*** Records to use Section Begins ***

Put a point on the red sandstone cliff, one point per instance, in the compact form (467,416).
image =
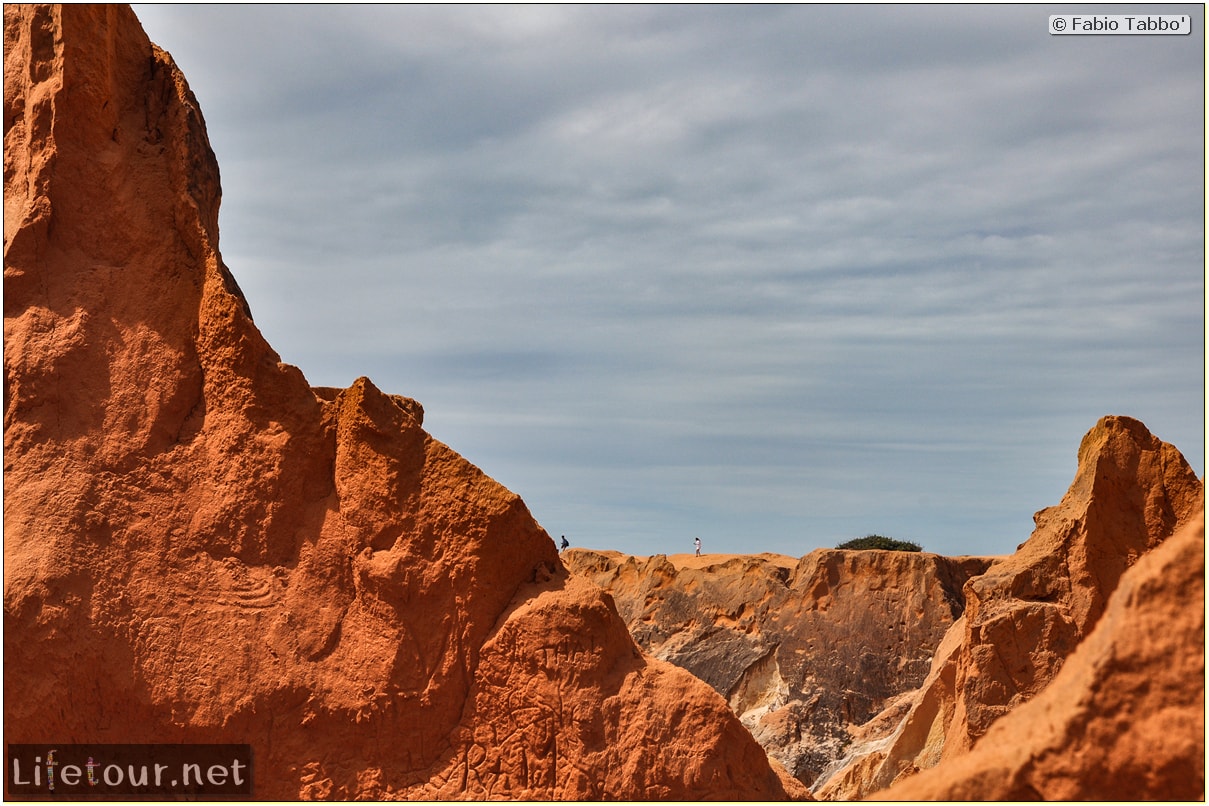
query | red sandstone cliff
(804,650)
(1028,613)
(1124,719)
(201,548)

*** Records to use Section Ends ***

Since the pictures are not wanted, repeat only the rest of the material, exactly as given.

Put a point on the red sandstone cliff, one point per instance, in the compact form (467,416).
image =
query | red sandstone cliff
(804,650)
(1028,613)
(1124,719)
(201,548)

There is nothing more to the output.